Mardi 10 décembre 2012. Le Commissariat à la protection de la vie privée du Canada (CPVPC) publie son rapport annuel dans lequel le commissaire Daniel Therrien exhorte les parlementaires à moderniser les lois sur la protection des renseignements personnels pour mieux protéger les Canadiens dans un contexte où les technologies axées sur les données créent de graves risques d’atteinte à la vie privée.
En plus de revenir brièvement sur plusieurs enquêtes menées cette année et sur certaines décisions des tribunaux canadiens, ce rapport propose un plan d’action pour mettre à jour les lois fédérales sur la protection des renseignements personnels, soit la Loi sur la protection des renseignements personnels (LPRP) et la Loi sur la protection des renseignements personnels et les documents électroniques (LPRPDE). Selon le commissaire Therrien, « [l]a question n’est plus de savoir si l’on doit ou non moderniser les lois sur la protection des renseignements personnels. Il s’agit maintenant de déterminer comment procéder. »
Une approche plus interventionniste
D’abord, le Commissaire appelle le législateur à être plus interventionniste et à rejeter l’argument selon lequel les lois fondées sur le respect des droits nuisent à la croissance économique ou à d’autres objectifs sociétaux importants. Selon lui, on ne devrait pas laisser les individus seuls face aux entreprises. La protection de la vie privée repose actuellement sur une « forme imparfaite du consentement » qui « défavorise nettement les individus lorsqu’ils sont confrontés à des organisations ayant infiniment plus de connaissances et de pouvoir » :
« [N]ous observons de plus en plus de limites au modèle de consentement dans un environnement où l’on cherche, afin d’innover ou de générer des profits, à utiliser les données à des fins autres que celles pour lesquelles elles ont été recueillies. Cette situation fait en sorte que les individus subissent un fardeau excessif, et un transfert déraisonnable de responsabilité, en raison des demandes de consentement souvent formulées en des termes vagues et incompréhensibles. »
Selon le Commissariat, la législation devrait mettre un frein à ce genre d’entreprises dont le modèle d’affaires s’étend aux dépens des droits fondamentaux. En conséquence, la loi « ne devrait pas autoriser les utilisations de la technologie qui sont incompatibles avec ces valeurs et ces droits ». Le législateur devrait plutôt « reconnaître et protéger la liberté de vivre et de s’épanouir de façon autonome, à l’abri du regard scrutateur d’un État de surveillance ou d’entreprises commerciales ». Une telle approche ne freine « ni l’innovation ni la prestation des services gouvernementaux à l’ère numérique ». Au contraire, elle les favorise tout « en renforçant la confiance dans les activités gouvernementales et commerciales ».

***

• [EXERCICE PROPOSÉ A]: Dans la liste, réécrivez le passage allant de la ligne contenant « of the doorway » jusqu'à celle contenant « column 77, row 1148 », en remplaçant « doorway » par « entrance » et sans rien modifier d'autre.

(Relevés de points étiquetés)
***

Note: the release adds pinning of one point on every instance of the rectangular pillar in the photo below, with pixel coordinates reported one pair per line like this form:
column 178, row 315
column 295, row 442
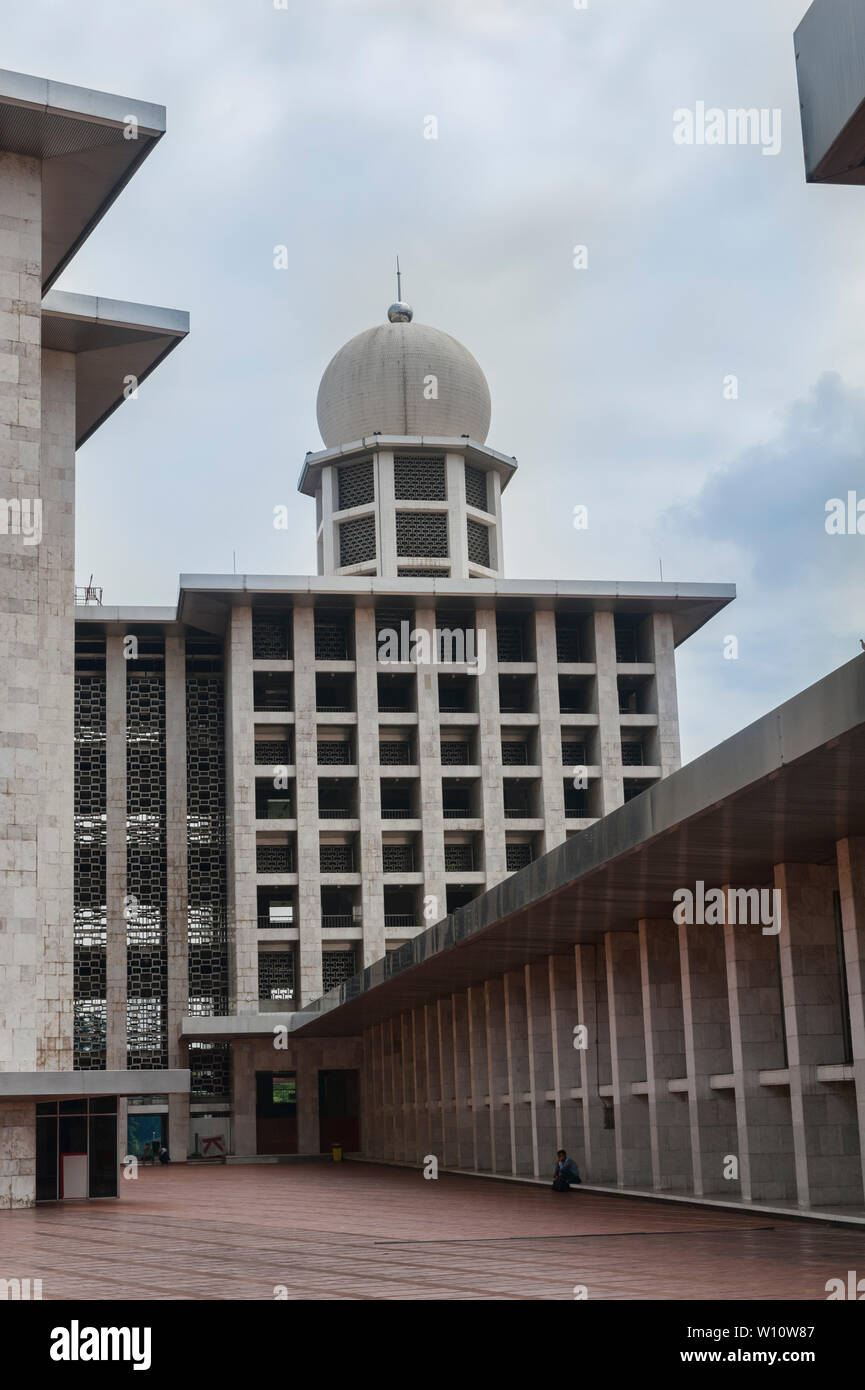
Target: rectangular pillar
column 627, row 1054
column 825, row 1130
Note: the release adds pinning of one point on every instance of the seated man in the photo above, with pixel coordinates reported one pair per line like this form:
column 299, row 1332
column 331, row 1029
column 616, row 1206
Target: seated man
column 566, row 1172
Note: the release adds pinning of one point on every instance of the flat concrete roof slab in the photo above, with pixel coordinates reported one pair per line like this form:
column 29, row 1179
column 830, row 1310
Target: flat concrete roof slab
column 205, row 599
column 84, row 139
column 830, row 68
column 113, row 341
column 47, row 1084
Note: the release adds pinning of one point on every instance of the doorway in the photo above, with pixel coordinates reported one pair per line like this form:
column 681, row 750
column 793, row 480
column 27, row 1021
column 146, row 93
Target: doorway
column 340, row 1109
column 77, row 1148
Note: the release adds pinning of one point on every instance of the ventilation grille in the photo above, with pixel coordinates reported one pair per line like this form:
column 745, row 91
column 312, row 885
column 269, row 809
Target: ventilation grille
column 331, row 640
column 333, row 754
column 479, row 542
column 277, row 975
column 356, row 485
column 274, row 859
column 209, row 1070
column 398, row 858
column 476, row 488
column 89, row 913
column 509, row 641
column 459, row 858
column 146, row 872
column 419, row 480
column 358, row 541
column 569, row 641
column 274, row 752
column 515, row 754
column 626, row 641
column 270, row 641
column 335, row 968
column 573, row 754
column 516, row 856
column 422, row 534
column 335, row 859
column 206, row 868
column 394, row 752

***

• [EXERCICE PROPOSÉ B]:
Répondez aux questions suivantes d'après la page.
(i) Quelles sont les deux lois fédérales que le rapport propose de mettre à jour ?
(ii) Sur quelle forme de consentement la protection de la vie privée repose-t-elle actuellement, selon le Commissaire ?
(iii) Quel argument le législateur est-il appelé à rejeter ?

• [RÉPONSE RÉDIGÉE A]:
Note: the release adds pinning of one point on every instance of the entrance in the photo above, with pixel coordinates reported one pair per line like this form:
column 681, row 750
column 793, row 480
column 27, row 1021
column 146, row 93
Target: entrance
column 340, row 1109
column 77, row 1148

• [RÉPONSE RÉDIGÉE B]:
(i) La Loi sur la protection des renseignements personnels (LPRP) et la Loi sur la protection des renseignements personnels et les documents électroniques (LPRPDE).
(ii) Sur une « forme imparfaite du consentement ».
(iii) L'argument selon lequel les lois fondées sur le respect des droits nuisent à la croissance économique ou à d'autres objectifs sociétaux importants.